TEXT SECTION —
But the authorities, with only a handful of soldiers, and wiser than Champlain and some who followed him, would not take sides in intertribal conflicts. Besides, fighting killed trade; nobody hunted. Further, some divisions of the Osages had been sending furs to the British coming across the Mississippi and this the French also remembered.
By 1752 Macarty, the new commandant of French Illinois, complained loudly against the lawless bush lopers from Canada who traded and doled out brandy on permits for hunting only. In addition the Spaniards were reaching up the Platte again, and to the Niobrara and the Arikara villages beyond, their goods going as far as the Assiniboins. Macarty wrote of the Missouri as a path to the western sea but he considered the search beyond private means. Still, the French had climbed every consequential branch of the Missouri to the mountains, and some beyond, to pack their furs back through the passes, but they spread themselves out. Down in Texas, when missions and forts were attacked by large forces of Indians during the late 1750's, the French were still blamed with the instigation. Finally Captain Parrilla was sent to the Red River with troops, Indian allies and cannon to dislodge a stockaded gathering place for raiding Comanches, Wichitas and other tribes under the French flag. He attacked, was repulsed, lost his baggage and cannon. Plainly the French were not only ubiquitous but very strong.
Four years later France was out of America. Her retreat, even with the transfer to nominal Spanish rule, had little effect on the trade draining through New Orleans. Early in 1763 D'Abbadie, French director general of Louisiana, granted the exclusive trading rights of the entire Missouri valley to Maxent, Laclede and Company. When the established traders complained of favoritism, he forwarded their protests to Paris in June 1764 with his denial of the charges, just as though these were still French concern.
The new trader Laclede had come up from New Orleans in 1763 and early in the next year started St. Louis, named for Louis XVI, on what turned out to be Spanish territory. He had founded not only the settlement that was to grow into the queen of the later beaver trade but also the greatest fur-trade family of that city and the entire Missouri country—unfortunately, not in his name. When he came north he brought the thirteen-year-old Auguste Chouteau along, and the boy's mother, who had left Chouteau and gone through a civil ceremony with Laclede. The marriage had no status in French law and so the four children she bore him carried the Chouteau name, including Pierre, who would, with the help of his father and the half-brother Auguste, become the power that could even withstand Astor and his American Fur Company for years.
Many Frenchmen, particularly from Illinois, followed Laclede to the St. Louis region, which was left free from Spanish interference for six years. Many heavily loaded batteaux and pirogues came up from New Orleans and went back piled high with furs and robes, often guiding great rafts like high floating islands—more furs. Laclede kept to the lower Missouri trade and let others operate elsewhere, often with his financial help.

RAW DATA —
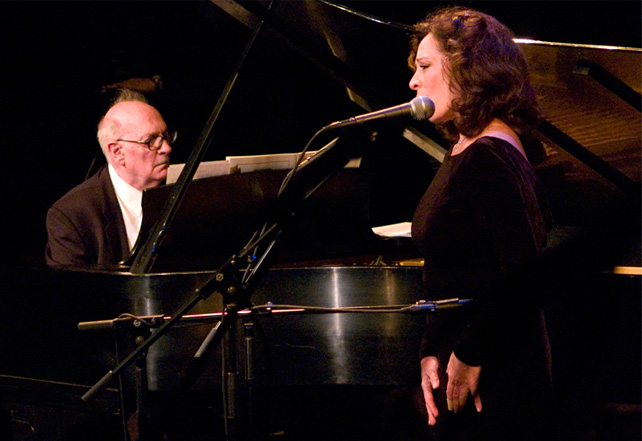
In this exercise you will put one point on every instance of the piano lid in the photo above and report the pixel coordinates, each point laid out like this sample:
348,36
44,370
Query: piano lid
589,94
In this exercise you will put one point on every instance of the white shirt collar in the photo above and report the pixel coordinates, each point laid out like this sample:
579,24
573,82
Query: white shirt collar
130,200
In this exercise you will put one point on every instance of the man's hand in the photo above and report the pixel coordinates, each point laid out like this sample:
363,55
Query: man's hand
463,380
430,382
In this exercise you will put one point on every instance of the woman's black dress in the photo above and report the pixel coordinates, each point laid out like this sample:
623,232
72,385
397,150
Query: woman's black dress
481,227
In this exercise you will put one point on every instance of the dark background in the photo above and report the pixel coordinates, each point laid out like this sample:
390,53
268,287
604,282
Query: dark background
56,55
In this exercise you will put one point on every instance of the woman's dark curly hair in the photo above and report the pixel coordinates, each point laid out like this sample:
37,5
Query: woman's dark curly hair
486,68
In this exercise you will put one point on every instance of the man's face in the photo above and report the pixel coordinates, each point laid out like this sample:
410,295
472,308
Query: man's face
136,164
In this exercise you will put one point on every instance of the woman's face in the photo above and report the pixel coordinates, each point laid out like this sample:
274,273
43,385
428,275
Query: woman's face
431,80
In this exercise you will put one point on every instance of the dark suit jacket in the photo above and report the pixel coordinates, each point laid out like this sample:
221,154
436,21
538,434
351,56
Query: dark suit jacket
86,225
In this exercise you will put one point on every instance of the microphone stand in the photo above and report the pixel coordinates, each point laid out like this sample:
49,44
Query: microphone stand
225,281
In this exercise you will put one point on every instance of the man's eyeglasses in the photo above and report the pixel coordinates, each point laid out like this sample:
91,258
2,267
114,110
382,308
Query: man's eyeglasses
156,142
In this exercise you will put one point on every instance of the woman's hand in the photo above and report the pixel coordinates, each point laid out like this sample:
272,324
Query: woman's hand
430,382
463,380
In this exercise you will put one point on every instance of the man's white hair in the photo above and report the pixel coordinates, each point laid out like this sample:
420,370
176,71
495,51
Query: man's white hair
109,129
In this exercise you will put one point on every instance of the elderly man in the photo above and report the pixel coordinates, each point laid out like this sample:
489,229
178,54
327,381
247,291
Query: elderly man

STATED GOAL 1 — Check each statement against the passage on the French fur trade above and mark it yes or no, quoting the words from the passage that decide it: (a) Laclede brought Auguste Chouteau north when the boy was thirteen. (b) Captain Parrilla's attack on the Red River stockade succeeded. (c) The St. Louis region was left free from Spanish interference for ten years.
STATED GOAL 2 — Carry on the passage on the French fur trade above, picking up right after its final sentence.

REPLY 1 —
(a) Yes: "When he came north he brought the thirteen-year-old Auguste Chouteau along"
(b) No: "He attacked, was repulsed, lost his baggage and cannon."
(c) No: "which was left free from Spanish interference for six years"

REPLY 2 —
While the Spaniards were slow in asserting their supremacy over the burgeoning St. Louis, the Scotsmen of Montreal moved with great speed to take over the trade of their west. Canada had barely surrendered in 1760 when Alexander Henry started from Lachine, still avoiding the rapids as surely now as the earliest explorer. Henry hoped to take over the farther posts vacated by the French before the Hudson's Bay men moved in. He was twenty-three and a greenhorn to the wilderness and its commerce, but he took a stout old French trader and hunter along as guide and adviser. Certainly no newcomer could have anticipated the mood of the Indians, dependent upon white-man goods for a hundred years and then suddenly deprived of them, often with the game scarce and wild, the region beaver-stripped and barren.
Henry planned to trade on the Indian passion for alcohol but practically the first ones he met stole his rum and then explained, as they told the story almost a hundred years later, "You lose all anyhow, farther on; we take now, keep from bad enemies."
They were right about the robbers farther on. Henry lost the last of his goods at Michilimackinac and may have been lucky to get away alive, although there are some who question the complete accuracy of his account.
Five years later Alexander Henry got a license to the exclusive trade of Lake Superior and once more he led his canoes out, with Cadotte along—well known around the lakes, well established among the Indians, with an Indian wife. This time Henry stayed out for years, successfully.
Others besides Henry were robbed because they had to go through the older, fur-impoverished regions, past the debauched and pauperized tribes, to get to the Indians with more independence and furs. Blondishes Fort on the Assiniboine may have kept open all through the warring years in spite of the pressures from the Bay men on him, and from the Indians too, with trade goods so scarce. There may have been some seepage of supplies from the Hudson's Bay trade, some from down the Missouri, perhaps, or even from the far-ranging pack mules of the Spaniards—a little powder, probably, and hoop iron for arrow and spear points. Goods did reach the earthen villages of the upper Missouri with some regularity, probably managed by coureurs de bois living there and the descendants of Long Beard and Little Beard, in addition to those gone north to work for the Bay Company around York or out along the rivers.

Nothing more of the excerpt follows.